Problem - Count the lines in the listing below that contain the string "wall", treating uppercase and lowercase as different. Reply with only the number.

Information provided -
□ □ □ □ □

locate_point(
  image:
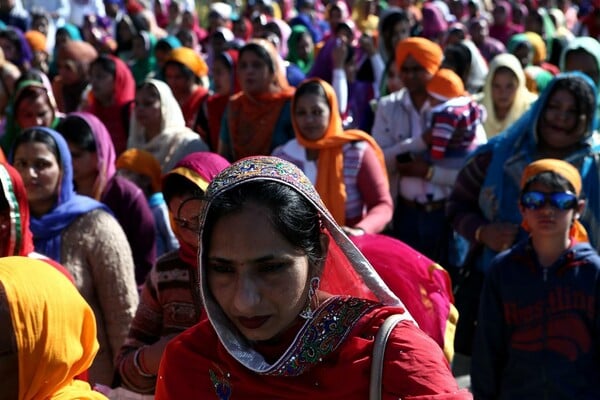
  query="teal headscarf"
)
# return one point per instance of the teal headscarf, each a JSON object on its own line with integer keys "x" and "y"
{"x": 516, "y": 148}
{"x": 297, "y": 32}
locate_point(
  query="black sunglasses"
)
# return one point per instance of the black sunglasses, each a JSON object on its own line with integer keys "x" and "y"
{"x": 559, "y": 200}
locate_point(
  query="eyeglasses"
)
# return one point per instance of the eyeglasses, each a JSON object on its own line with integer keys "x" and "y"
{"x": 559, "y": 200}
{"x": 192, "y": 225}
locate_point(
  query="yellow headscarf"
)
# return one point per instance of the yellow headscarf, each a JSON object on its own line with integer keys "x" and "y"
{"x": 54, "y": 328}
{"x": 567, "y": 171}
{"x": 330, "y": 165}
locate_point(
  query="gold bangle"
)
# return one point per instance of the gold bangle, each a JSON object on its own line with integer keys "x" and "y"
{"x": 429, "y": 173}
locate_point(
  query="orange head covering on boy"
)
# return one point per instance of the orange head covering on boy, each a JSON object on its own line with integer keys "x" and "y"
{"x": 445, "y": 85}
{"x": 567, "y": 171}
{"x": 427, "y": 53}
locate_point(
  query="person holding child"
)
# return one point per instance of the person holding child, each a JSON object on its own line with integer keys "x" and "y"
{"x": 538, "y": 329}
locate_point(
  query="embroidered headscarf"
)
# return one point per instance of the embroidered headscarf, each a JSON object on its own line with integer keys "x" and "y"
{"x": 105, "y": 151}
{"x": 330, "y": 164}
{"x": 521, "y": 103}
{"x": 427, "y": 53}
{"x": 567, "y": 171}
{"x": 47, "y": 230}
{"x": 19, "y": 241}
{"x": 53, "y": 328}
{"x": 346, "y": 270}
{"x": 200, "y": 169}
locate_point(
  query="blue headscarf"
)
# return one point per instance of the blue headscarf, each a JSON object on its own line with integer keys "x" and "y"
{"x": 47, "y": 230}
{"x": 516, "y": 147}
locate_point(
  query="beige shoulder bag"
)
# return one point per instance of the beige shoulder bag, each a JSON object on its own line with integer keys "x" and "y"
{"x": 378, "y": 353}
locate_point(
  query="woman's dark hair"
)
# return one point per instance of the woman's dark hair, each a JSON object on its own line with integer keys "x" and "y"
{"x": 550, "y": 179}
{"x": 187, "y": 73}
{"x": 310, "y": 87}
{"x": 289, "y": 212}
{"x": 78, "y": 132}
{"x": 178, "y": 185}
{"x": 32, "y": 74}
{"x": 583, "y": 93}
{"x": 505, "y": 70}
{"x": 35, "y": 135}
{"x": 260, "y": 52}
{"x": 105, "y": 63}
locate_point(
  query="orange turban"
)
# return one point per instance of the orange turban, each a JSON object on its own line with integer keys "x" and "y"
{"x": 143, "y": 163}
{"x": 36, "y": 40}
{"x": 445, "y": 85}
{"x": 567, "y": 171}
{"x": 426, "y": 52}
{"x": 191, "y": 59}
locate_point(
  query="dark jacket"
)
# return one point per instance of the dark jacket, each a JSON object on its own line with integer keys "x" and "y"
{"x": 539, "y": 328}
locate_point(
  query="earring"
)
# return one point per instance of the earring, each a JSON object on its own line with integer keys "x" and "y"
{"x": 308, "y": 312}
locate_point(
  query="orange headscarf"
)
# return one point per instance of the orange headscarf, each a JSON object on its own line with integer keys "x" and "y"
{"x": 567, "y": 171}
{"x": 445, "y": 85}
{"x": 143, "y": 163}
{"x": 330, "y": 165}
{"x": 426, "y": 52}
{"x": 253, "y": 117}
{"x": 190, "y": 59}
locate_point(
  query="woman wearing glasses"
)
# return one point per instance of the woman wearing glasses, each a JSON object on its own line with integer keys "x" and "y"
{"x": 521, "y": 351}
{"x": 166, "y": 303}
{"x": 483, "y": 206}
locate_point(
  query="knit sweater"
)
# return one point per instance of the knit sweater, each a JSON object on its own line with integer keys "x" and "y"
{"x": 95, "y": 251}
{"x": 166, "y": 307}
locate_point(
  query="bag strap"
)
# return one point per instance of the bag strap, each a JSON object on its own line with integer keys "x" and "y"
{"x": 379, "y": 351}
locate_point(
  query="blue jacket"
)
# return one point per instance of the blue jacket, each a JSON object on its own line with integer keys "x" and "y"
{"x": 538, "y": 331}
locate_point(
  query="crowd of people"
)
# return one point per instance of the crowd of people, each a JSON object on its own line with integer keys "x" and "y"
{"x": 237, "y": 198}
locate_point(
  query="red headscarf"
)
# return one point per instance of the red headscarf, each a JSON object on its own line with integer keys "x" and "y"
{"x": 116, "y": 115}
{"x": 330, "y": 165}
{"x": 20, "y": 240}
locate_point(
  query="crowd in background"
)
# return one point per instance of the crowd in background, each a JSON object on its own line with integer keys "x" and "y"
{"x": 412, "y": 119}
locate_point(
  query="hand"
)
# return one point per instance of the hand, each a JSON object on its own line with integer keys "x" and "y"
{"x": 498, "y": 236}
{"x": 417, "y": 168}
{"x": 353, "y": 231}
{"x": 339, "y": 54}
{"x": 367, "y": 43}
{"x": 153, "y": 353}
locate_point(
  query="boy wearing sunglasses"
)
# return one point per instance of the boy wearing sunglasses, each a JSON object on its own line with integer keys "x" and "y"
{"x": 538, "y": 334}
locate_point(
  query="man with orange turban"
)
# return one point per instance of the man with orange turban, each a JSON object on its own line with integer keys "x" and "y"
{"x": 419, "y": 188}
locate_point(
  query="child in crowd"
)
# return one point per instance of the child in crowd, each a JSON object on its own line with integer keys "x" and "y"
{"x": 456, "y": 126}
{"x": 143, "y": 169}
{"x": 539, "y": 318}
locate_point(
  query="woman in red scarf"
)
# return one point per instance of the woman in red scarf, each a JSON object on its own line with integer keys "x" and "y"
{"x": 258, "y": 118}
{"x": 166, "y": 302}
{"x": 292, "y": 311}
{"x": 185, "y": 72}
{"x": 111, "y": 97}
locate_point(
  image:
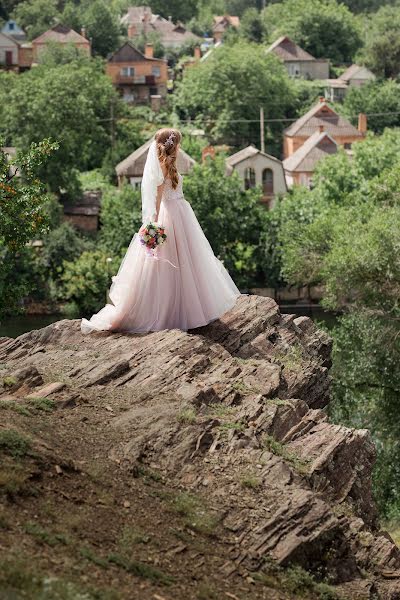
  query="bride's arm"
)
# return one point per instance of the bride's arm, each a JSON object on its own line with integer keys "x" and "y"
{"x": 160, "y": 189}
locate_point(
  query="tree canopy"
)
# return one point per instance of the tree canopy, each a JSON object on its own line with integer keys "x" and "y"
{"x": 224, "y": 93}
{"x": 324, "y": 28}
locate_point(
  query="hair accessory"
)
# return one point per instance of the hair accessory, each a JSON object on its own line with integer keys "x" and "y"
{"x": 169, "y": 141}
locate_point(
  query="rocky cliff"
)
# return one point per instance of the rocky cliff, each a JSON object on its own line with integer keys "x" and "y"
{"x": 222, "y": 427}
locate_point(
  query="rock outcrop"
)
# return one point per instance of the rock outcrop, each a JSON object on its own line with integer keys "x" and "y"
{"x": 233, "y": 411}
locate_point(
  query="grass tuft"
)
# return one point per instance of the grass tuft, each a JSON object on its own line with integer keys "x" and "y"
{"x": 13, "y": 443}
{"x": 251, "y": 481}
{"x": 187, "y": 415}
{"x": 301, "y": 465}
{"x": 43, "y": 536}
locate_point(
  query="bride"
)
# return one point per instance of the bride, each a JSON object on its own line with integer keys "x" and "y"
{"x": 184, "y": 285}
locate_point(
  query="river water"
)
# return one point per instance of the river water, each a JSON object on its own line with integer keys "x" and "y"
{"x": 15, "y": 326}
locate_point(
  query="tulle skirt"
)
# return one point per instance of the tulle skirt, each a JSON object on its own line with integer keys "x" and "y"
{"x": 187, "y": 287}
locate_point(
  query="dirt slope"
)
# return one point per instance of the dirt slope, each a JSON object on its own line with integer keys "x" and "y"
{"x": 184, "y": 465}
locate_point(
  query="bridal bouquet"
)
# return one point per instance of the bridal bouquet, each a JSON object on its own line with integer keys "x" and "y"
{"x": 152, "y": 235}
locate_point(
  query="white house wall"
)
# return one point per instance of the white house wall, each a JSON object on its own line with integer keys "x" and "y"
{"x": 8, "y": 45}
{"x": 259, "y": 163}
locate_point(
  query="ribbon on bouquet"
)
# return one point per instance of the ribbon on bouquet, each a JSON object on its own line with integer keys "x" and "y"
{"x": 149, "y": 254}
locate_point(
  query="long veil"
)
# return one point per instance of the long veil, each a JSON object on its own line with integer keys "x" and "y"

□ □ □ □ □

Completed task - 2